(RECORDED DATA)

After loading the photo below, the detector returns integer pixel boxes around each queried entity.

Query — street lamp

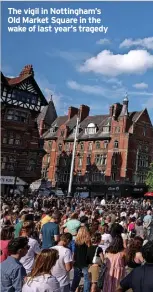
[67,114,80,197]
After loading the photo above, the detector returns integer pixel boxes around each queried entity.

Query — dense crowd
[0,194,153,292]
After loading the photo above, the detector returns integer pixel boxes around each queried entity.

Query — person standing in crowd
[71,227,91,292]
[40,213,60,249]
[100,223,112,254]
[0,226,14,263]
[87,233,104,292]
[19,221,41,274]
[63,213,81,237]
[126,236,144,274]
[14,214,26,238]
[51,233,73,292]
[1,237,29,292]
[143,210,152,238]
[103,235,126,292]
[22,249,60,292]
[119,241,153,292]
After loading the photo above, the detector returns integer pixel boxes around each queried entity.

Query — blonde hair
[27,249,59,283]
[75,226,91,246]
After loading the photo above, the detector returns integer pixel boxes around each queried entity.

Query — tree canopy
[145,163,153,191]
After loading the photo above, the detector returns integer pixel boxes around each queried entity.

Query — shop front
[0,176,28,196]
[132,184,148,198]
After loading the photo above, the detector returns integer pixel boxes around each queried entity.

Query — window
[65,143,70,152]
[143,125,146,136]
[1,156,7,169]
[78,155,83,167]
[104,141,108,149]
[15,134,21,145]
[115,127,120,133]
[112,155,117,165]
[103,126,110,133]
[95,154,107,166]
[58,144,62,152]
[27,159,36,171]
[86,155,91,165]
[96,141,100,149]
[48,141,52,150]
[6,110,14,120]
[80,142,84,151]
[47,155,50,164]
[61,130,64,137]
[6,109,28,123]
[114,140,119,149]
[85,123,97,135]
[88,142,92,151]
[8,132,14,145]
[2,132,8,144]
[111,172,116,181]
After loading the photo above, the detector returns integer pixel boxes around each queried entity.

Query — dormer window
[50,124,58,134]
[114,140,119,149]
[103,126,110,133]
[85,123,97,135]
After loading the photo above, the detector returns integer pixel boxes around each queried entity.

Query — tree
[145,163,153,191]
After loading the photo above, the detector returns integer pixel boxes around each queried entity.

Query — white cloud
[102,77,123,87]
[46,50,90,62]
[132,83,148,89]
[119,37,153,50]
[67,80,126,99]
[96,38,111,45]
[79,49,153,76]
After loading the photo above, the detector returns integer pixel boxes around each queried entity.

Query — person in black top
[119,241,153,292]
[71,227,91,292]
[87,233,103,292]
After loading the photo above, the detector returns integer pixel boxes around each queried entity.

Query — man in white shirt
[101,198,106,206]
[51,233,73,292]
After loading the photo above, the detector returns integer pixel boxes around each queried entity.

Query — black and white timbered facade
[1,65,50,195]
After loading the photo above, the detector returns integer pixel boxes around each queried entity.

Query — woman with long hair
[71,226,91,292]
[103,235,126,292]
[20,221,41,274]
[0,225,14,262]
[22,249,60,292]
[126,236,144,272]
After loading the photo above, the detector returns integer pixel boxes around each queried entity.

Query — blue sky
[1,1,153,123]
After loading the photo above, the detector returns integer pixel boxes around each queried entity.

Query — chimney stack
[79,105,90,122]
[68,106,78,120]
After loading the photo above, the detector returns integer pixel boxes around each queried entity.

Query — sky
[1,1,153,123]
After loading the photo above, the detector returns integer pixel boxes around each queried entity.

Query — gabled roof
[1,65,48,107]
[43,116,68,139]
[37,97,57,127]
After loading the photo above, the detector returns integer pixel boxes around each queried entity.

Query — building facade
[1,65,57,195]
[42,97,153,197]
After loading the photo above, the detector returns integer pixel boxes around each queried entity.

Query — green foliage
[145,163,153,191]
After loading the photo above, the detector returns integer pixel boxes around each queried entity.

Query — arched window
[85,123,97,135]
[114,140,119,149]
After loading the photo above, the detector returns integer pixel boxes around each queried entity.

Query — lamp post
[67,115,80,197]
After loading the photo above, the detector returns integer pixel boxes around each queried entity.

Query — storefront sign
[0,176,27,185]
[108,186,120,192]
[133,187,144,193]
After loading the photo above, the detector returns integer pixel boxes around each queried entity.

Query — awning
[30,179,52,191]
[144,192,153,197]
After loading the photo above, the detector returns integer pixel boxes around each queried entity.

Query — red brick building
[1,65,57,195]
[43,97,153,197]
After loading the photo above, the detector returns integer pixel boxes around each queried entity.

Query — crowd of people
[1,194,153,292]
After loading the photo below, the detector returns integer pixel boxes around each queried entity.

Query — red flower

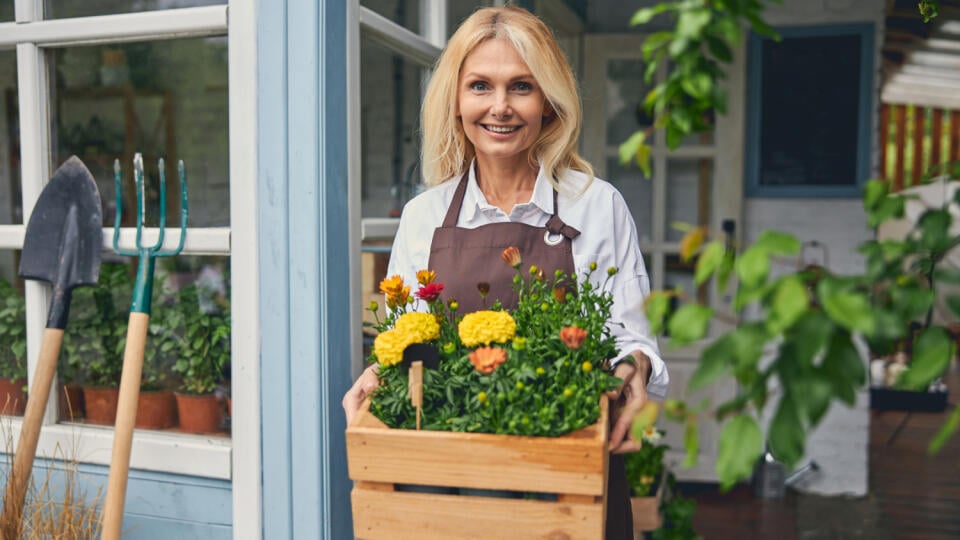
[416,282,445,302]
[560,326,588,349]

(End RECORDED DATA)

PROBLEM DETAILS — Set down the records in full and exactly. Do not carry over any image.

FINISHED TASK —
After loading the photo below, the detector returns integer pixel boxes around each queried entity.

Query — street lamp

[67,114,80,197]
After loading the photo above, the detector returns integer pixel boxes around each queried entity.

Query — dense crowd
[0,194,153,292]
After loading the photo above, the detector returns integer pixel boxes around each queried entity.

Query — person standing in crowd
[71,227,91,292]
[40,213,60,249]
[100,223,112,254]
[0,226,14,263]
[87,233,104,292]
[19,221,41,274]
[63,213,81,237]
[126,236,144,274]
[14,214,26,238]
[51,233,73,292]
[1,237,29,292]
[143,210,152,238]
[103,235,126,292]
[22,249,60,292]
[119,241,153,292]
After loading the photo above, the detector returns integer pixel boxes around each queried entity.

Query — blonde hair
[27,249,59,283]
[75,226,91,246]
After loading the photo above, the detector returns integer pixel boxes around each queried entity.

Query — tree canopy
[145,163,153,191]
After loading the photo above, the detector returns integer pixel boxes around each queried entity.

Query — shop front
[0,176,28,196]
[132,184,148,198]
After loading the photo above, the detector returns integer pixel boxes around each queried entity.

Query — window
[65,143,70,152]
[143,125,146,136]
[1,156,7,169]
[78,155,83,167]
[104,141,108,149]
[15,134,21,145]
[115,127,120,133]
[112,155,117,165]
[103,126,110,133]
[95,154,107,166]
[58,144,62,152]
[27,159,36,171]
[86,155,91,165]
[96,141,100,149]
[48,141,52,150]
[6,110,14,120]
[80,142,84,151]
[47,155,50,164]
[61,130,64,137]
[6,109,28,123]
[114,140,119,149]
[85,123,97,135]
[88,142,92,151]
[8,132,14,145]
[2,132,8,144]
[111,172,116,181]
After loading the photo above, the detector returns integer pixel boxes around each queried entity.

Query — dormer window
[50,124,58,134]
[114,140,119,149]
[103,126,110,133]
[85,123,97,135]
After loading the photo above, the detector returns integer pixel boxes around each queried entity.

Query — tree
[145,163,153,191]
After loading the photo above, the detector returns integer pixel boxes around each queried entity.

Query — white cloud
[102,77,123,87]
[46,50,90,62]
[132,83,148,89]
[119,37,153,50]
[67,80,126,99]
[96,38,111,45]
[79,49,153,76]
After loading the photo above, the detector returns integer pixel boxes around each queried entity.

Query — person in black top
[119,241,153,292]
[71,227,91,292]
[87,233,103,292]
After loading the photo above, the detector returns integer pixel boxes around each queried entity.

Query — man in white shirt
[101,198,106,206]
[51,233,73,292]
After loading the photo above, the detector returns integer pixel boxes around each queried entity.

Query — black and white timbered facade
[1,65,50,195]
After loading the photo above, the detector returns integer pixel boxes around each queried entity.

Query — woman with long hair
[71,226,91,292]
[103,235,126,292]
[20,221,41,274]
[0,225,14,262]
[22,249,60,292]
[126,236,144,272]
After loading the photo above, the detector returns integer pixel boxes around each queried entity.

Query — blue sky
[1,1,153,123]
After loading the photo above, the detector returns integer pixel boxes around each queried entity.

Query — chimney stack
[79,105,90,122]
[68,106,78,120]
After loading the photo above, the detector returns integer pixel boxes around each queried entity.

Query — sky
[1,1,153,123]
After loading the photo above, the detector returns integer pixel boxes around each queried entity.

Query — gabled roof
[1,65,48,107]
[43,116,68,139]
[37,97,57,127]
After loading the photo above, the detector returns integer pixel boxes around each queried entity.

Query — building facade
[1,65,57,195]
[42,97,153,197]
After loading the photo above, the detector returns integer pixel boxes around each queried entity.

Query — green foliage
[145,163,153,191]
After loading the photo above, the detector returns integer pixel boxes around each queried entity.

Query — arched window
[85,123,97,135]
[114,140,119,149]
After loading the photo above, the detector returns integer pixel boxes around each queried entity.

Query — lamp post
[67,115,80,197]
After loading the photo above, the detector returns integer pixel boxes around each queried entity.

Query — storefront sign
[0,176,27,185]
[108,186,120,192]
[133,187,144,193]
After loading the photo above, the detector returns integer pixel boxes around each queried entity.

Query — awning
[30,179,52,191]
[144,192,153,197]
After loading the photo above, the detector returns integer pixel boxes around each queried entity.

Query — red brick building
[1,65,57,195]
[43,97,153,197]
After loading the photo above, the detector returns integer pixel boxes around each queried entity.

Query — crowd of people
[1,194,153,292]
After loading the photo below, the detector returns integer pixel boxes around each queried entity.

Query — red flower

[416,282,445,302]
[560,326,588,349]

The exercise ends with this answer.